→ Problem details
Summarize the article on Art Smith below in two sentences.

→ Source excerpt
※

Art Smith (jeweler)
Art Smith (1917–1982) was one of the leading modernist jewelers of the mid-20th century. He trained at Cooper Union, NYU, and under Winifred Mason.[1][2]
Style
Smith's jewelry has been described as:
Inspired by surrealism, biomorphicism, and primitivism ... dynamic in its size and form.[3]
Many of his pieces were extremely large, and designed to be worn by avant-garde dancers. This influenced his style. Of his own work, he said:
A piece of jewelry is in a sense an object that is not complete in itself. Jewelry is a ‘what is it?’ until you relate it to the body. The body is a component in design just as air and space are. Like line, form, and color, the body is a material to work with. It is one of the basic inspirations in creating form.[4]
Biography
Arthur Smith was born to Jamaican parents in Cuba in 1917. His family settled in Brooklyn in 1920 and Smith showed artistic talent at an early age, winning honorable mention as an eighth grader in a poster contest held by the American Society for the Prevention of Cruelty to Animals. Encouraged to apply to art school, he received a scholarship to Cooper Union for the Advancement of Science and Art. There he was one of only a handful of black students, and his advisors tried to steer him towards architecture, suggesting he might readily find a job in the civil sector of that profession. His lack of proclivity for mathematics eventually forced him to abandon this path, however, and he turned to commercial art and a major in sculpture, training that would prove invaluable. After graduating in 1940, Smith worked first with the National Youth Administration and later for Junior Achievement, an organization devoted to helping teenagers find employment. He also took a night course in jewelry making at New York University. That and the friendship with Winifred Mason, a black jewelry designer who became his mentor, set him on the course of his adult artistic life.

※

→ Raw data

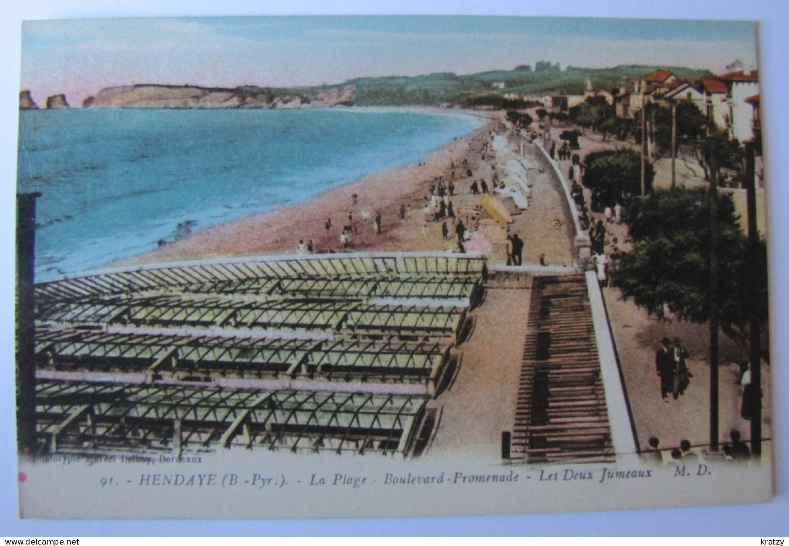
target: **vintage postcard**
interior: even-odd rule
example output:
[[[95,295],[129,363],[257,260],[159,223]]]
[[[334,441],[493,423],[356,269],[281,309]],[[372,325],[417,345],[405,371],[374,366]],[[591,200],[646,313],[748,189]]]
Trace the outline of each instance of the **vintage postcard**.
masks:
[[[28,21],[24,518],[768,502],[756,24]]]

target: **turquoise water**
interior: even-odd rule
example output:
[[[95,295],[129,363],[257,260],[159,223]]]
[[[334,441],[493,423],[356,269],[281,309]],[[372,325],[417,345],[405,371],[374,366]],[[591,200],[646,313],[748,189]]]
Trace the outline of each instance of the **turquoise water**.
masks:
[[[467,115],[387,110],[21,114],[17,189],[42,194],[39,280],[416,162],[481,125]]]

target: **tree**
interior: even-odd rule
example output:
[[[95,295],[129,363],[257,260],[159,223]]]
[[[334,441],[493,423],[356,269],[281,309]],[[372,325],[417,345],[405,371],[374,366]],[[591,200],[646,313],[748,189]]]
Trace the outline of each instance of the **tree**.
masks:
[[[608,150],[587,154],[583,184],[592,190],[593,210],[627,203],[641,194],[641,156],[631,150]],[[652,188],[655,169],[646,164],[646,189]]]
[[[581,127],[589,127],[595,131],[610,117],[613,117],[613,107],[604,97],[587,97],[581,104],[570,109],[570,117]]]
[[[655,142],[660,150],[671,154],[671,109],[656,104],[648,106],[648,120],[655,121]],[[690,101],[677,103],[677,140],[694,141],[705,138],[708,132],[709,121],[698,107]],[[640,128],[639,128],[639,138]]]
[[[709,191],[658,191],[633,202],[627,222],[633,249],[622,258],[623,295],[651,315],[666,307],[679,320],[705,322],[709,310]],[[748,355],[748,319],[768,316],[767,247],[747,241],[727,195],[717,196],[718,320],[723,332]]]
[[[534,121],[534,119],[528,113],[516,112],[515,110],[509,110],[507,113],[507,119],[509,120],[510,123],[513,125],[522,128],[529,127],[532,124],[532,122]]]
[[[569,143],[570,148],[571,150],[578,150],[580,147],[578,146],[578,137],[581,136],[581,132],[578,129],[563,131],[559,136],[562,140],[567,140]]]
[[[534,65],[534,72],[559,72],[561,69],[559,63],[554,64],[550,61],[537,61]]]

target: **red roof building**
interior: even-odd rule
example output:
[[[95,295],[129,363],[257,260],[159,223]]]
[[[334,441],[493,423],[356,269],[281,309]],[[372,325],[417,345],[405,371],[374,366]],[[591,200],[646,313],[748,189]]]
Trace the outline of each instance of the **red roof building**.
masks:
[[[718,78],[701,78],[701,85],[708,93],[727,93],[726,83]]]

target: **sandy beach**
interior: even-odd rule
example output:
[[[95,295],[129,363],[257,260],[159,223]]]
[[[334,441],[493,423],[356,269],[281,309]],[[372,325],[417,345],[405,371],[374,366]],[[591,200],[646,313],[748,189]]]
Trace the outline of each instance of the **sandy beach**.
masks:
[[[296,253],[300,240],[306,246],[310,240],[316,253],[445,250],[451,246],[455,221],[462,220],[466,225],[473,221],[471,217],[479,196],[472,195],[471,184],[483,178],[490,184],[492,176],[492,158],[483,160],[481,150],[489,140],[488,132],[498,124],[497,118],[487,113],[483,113],[490,120],[416,165],[375,173],[303,203],[200,230],[182,240],[114,265]],[[469,170],[471,176],[468,176]],[[424,213],[424,205],[429,202],[430,184],[442,176],[447,184],[454,181],[455,195],[451,199],[458,217],[447,219],[450,236],[446,240],[442,222],[426,220]],[[401,206],[405,206],[404,218],[401,218]],[[376,214],[381,215],[380,234],[375,226]],[[329,219],[331,226],[327,228]],[[346,225],[353,226],[351,246],[343,249],[340,233]]]

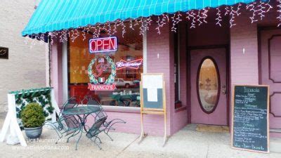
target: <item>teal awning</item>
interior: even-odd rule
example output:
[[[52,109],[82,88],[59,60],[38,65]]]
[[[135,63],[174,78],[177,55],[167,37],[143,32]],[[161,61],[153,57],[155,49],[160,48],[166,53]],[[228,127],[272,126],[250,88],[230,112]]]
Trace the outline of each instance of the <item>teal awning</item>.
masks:
[[[41,0],[22,35],[255,0]]]

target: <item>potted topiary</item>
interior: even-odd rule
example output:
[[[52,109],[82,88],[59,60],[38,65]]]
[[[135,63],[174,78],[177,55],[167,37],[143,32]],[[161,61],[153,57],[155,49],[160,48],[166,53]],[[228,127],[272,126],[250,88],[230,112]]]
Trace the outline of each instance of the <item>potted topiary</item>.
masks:
[[[25,135],[32,139],[39,138],[42,133],[42,126],[45,122],[43,107],[39,104],[28,104],[20,112]]]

※

→ Result of this task
Art Smith (1917–1982), born to Jamaican parents in Cuba and raised in Brooklyn, was one of the leading modernist jewelers of the mid-20th century, known for large, dynamic pieces inspired by surrealism, biomorphicism, and primitivism, many made to be worn by avant-garde dancers. After studying commercial art and sculpture at Cooper Union, he took a night course in jewelry making at New York University, and that course, together with the mentorship of black jewelry designer Winifred Mason, set the course of his adult artistic life.